Items from a dataset:
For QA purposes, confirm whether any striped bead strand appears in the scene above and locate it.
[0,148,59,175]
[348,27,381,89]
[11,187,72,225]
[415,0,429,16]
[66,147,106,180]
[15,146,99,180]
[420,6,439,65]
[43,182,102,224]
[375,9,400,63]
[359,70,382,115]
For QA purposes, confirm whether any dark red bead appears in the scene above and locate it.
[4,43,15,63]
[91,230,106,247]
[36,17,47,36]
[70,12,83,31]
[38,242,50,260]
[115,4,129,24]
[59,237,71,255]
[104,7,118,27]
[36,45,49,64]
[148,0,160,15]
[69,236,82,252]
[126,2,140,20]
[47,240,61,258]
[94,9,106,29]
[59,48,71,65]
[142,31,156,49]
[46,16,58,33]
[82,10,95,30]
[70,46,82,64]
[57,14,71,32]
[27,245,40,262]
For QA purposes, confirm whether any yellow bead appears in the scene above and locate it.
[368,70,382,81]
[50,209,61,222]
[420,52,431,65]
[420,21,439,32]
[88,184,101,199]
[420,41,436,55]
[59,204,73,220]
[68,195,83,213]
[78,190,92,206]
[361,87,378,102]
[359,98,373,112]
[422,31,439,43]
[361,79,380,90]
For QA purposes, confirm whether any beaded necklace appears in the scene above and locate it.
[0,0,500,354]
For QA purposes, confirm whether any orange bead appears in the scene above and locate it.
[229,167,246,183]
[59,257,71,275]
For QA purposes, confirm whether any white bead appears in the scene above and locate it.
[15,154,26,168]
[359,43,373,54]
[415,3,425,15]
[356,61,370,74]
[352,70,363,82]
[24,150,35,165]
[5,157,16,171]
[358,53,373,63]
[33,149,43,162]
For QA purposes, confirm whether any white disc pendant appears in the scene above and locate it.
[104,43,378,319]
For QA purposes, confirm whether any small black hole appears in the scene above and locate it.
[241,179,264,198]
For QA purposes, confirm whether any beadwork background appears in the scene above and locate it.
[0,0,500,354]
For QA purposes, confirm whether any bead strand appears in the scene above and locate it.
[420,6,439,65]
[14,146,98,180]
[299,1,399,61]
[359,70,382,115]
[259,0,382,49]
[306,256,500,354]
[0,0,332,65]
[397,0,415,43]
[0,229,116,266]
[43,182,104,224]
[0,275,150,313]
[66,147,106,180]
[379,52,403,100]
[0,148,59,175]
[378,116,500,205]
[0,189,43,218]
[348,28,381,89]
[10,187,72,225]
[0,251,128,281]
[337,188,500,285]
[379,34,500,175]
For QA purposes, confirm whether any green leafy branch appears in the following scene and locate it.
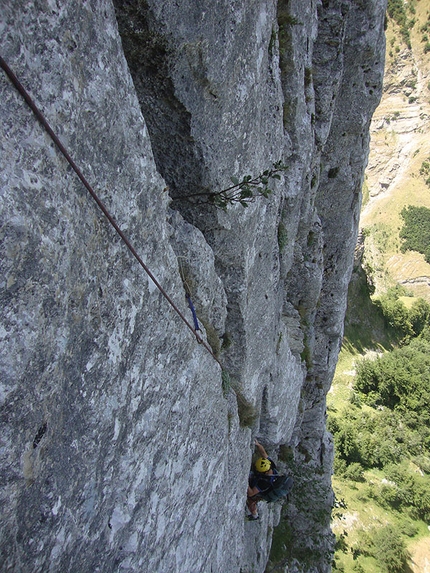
[181,161,288,210]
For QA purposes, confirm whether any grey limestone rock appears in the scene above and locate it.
[0,0,385,573]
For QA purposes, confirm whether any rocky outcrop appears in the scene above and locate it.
[0,0,384,573]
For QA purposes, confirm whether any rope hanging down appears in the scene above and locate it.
[0,56,222,368]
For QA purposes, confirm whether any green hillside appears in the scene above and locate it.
[327,0,430,573]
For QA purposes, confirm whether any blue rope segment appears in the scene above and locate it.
[185,293,200,330]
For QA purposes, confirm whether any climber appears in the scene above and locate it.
[246,440,293,521]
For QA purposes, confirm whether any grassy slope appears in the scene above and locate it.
[361,0,430,300]
[327,0,430,573]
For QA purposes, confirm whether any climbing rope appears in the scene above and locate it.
[0,56,222,368]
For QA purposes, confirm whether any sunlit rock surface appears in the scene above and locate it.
[0,0,385,573]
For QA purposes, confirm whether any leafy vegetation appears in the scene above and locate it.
[328,271,430,573]
[186,161,288,210]
[387,0,415,49]
[400,205,430,263]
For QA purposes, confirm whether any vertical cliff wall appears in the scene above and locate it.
[0,0,385,573]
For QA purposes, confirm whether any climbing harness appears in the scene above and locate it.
[0,56,222,368]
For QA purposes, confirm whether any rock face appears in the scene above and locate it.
[0,0,385,573]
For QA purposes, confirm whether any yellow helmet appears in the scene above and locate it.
[255,458,272,474]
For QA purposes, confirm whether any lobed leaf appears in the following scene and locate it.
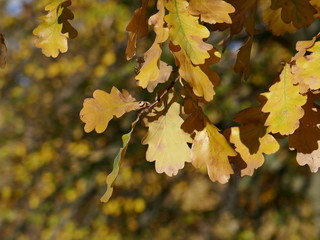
[262,64,307,135]
[188,0,235,24]
[100,118,139,203]
[142,103,192,176]
[126,0,149,60]
[165,0,212,64]
[33,0,77,58]
[80,87,141,133]
[191,122,237,183]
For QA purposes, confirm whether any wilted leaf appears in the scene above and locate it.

CHALLENGE - Please reproduce the lines above word for word, covering every item. Leave the pictures out of your answer.

SOLUTION TO THIS TASK -
For QA purposes, confirm whether any striped bead strand appears in the scene above and locate it.
[0,148,59,175]
[348,27,381,89]
[11,187,72,225]
[415,0,429,16]
[66,147,106,180]
[15,146,99,180]
[420,6,439,65]
[43,182,102,224]
[375,9,400,63]
[359,70,382,115]
For QA purposes, confirm whether any dark red bead appears in the scene above and locate it.
[4,43,15,63]
[91,230,106,247]
[36,17,47,36]
[70,12,83,31]
[38,242,50,260]
[115,4,129,24]
[59,237,71,255]
[104,7,118,27]
[36,45,49,64]
[148,0,160,15]
[69,236,82,252]
[126,2,140,20]
[47,240,61,258]
[94,9,106,29]
[59,48,71,65]
[142,31,156,49]
[46,16,58,33]
[82,10,95,30]
[70,46,82,64]
[57,14,71,32]
[27,245,40,262]
For QA purposes, confirm whether any yellow bead appears in the scene above and locate it.
[368,70,382,81]
[50,209,61,222]
[420,52,431,65]
[420,21,439,32]
[88,184,101,199]
[420,41,436,55]
[59,204,73,220]
[68,195,83,213]
[78,190,92,206]
[361,87,378,102]
[359,98,373,112]
[422,31,439,43]
[361,79,380,90]
For QA purposes, confirm whether any beaded necklace appears in the scene above and locate it.
[0,0,500,354]
For QA purposes, confirm whether any orange bead appears in the scene above and locate it.
[229,167,246,183]
[59,257,71,275]
For QA purposes, confirm whether any white bead appears in the scene above and locate it.
[15,154,26,168]
[359,43,373,54]
[415,3,425,15]
[356,61,370,74]
[352,70,363,82]
[24,150,35,165]
[5,157,16,171]
[358,53,373,63]
[33,149,43,162]
For QA purposes, confirm whether any white disc pendant appears in the scene above and locate it.
[104,43,378,319]
For QA purposes, confirm whether any small black hole appears in the scene above and locate it.
[241,179,264,198]
For QA purposes, confirm whether any beadwork background appears in the scene above and locate it.
[0,0,500,354]
For QA purposes, confirm whether any bead strand appears in the scene above and locate it.
[420,6,439,65]
[14,146,98,180]
[299,1,399,61]
[359,70,382,115]
[259,0,382,49]
[306,256,500,354]
[0,0,332,65]
[397,0,415,43]
[0,229,116,266]
[43,182,104,224]
[0,275,150,313]
[66,147,106,180]
[379,52,403,100]
[0,148,59,175]
[378,116,500,205]
[0,189,43,218]
[348,28,381,89]
[10,187,72,225]
[0,251,128,281]
[337,188,500,285]
[379,34,500,175]
For QA purposes, confirm whether any green leafy branch appears in the following scene and locate it.
[181,161,288,210]
For QA purposes, confirm whether any grey limestone rock appears in the scene above and locate it.
[0,0,385,573]
For QA purposes, confirm whether any rocky outcrop appears in the scene above and locate it.
[0,0,384,573]
For QA purposes, confirm whether any rope hanging down appears in the scene above and locate it.
[0,56,222,368]
For QA purposes, confirm whether any green hillside appears in the scene above and locate it.
[327,0,430,573]
For QA purposes, confirm whether any blue rope segment appears in the scene above and locate it.
[185,293,200,330]
For QA purposes, confirm whether any climber appears in the scene above and locate it.
[246,440,293,521]
For QA purposes, confirm whether any grassy slope appears in the scene above and locate it.
[361,0,430,300]
[327,0,430,573]
For QA purposes, confirm whether any climbing rope appears in the scene above and locate it.
[0,56,222,368]
For QA purposes, confirm whether any sunlit rock surface appears in the scene above and locate it.
[0,0,385,573]
For QA purposes, confirm whether any leafy vegetation appears in the scene above and locate it.
[328,271,430,573]
[186,161,288,210]
[387,0,415,49]
[400,205,430,263]
For QA purposes, confirm whether any vertical cliff wall appears in the scene above and locate it.
[0,0,385,573]
For QA purposes, confirm whether any climbing harness appears in the scene above and locate it.
[0,56,222,368]
For QA purposes, confirm whether any rock face appears in the scene above and locate it.
[0,0,385,573]
For QA purposes, confirm whether any yellow helmet appears in the scene above and locate it.
[255,458,272,474]
For QA purposes, confirm whether any lobed leaf appears in the following scene and locate it.
[262,64,307,135]
[188,0,235,24]
[100,118,139,203]
[142,103,192,176]
[126,0,149,60]
[165,0,212,64]
[33,0,77,58]
[80,87,141,133]
[191,122,237,183]
For QA purposes, confirm whether any wilted leaf appears in the scene above and locate it.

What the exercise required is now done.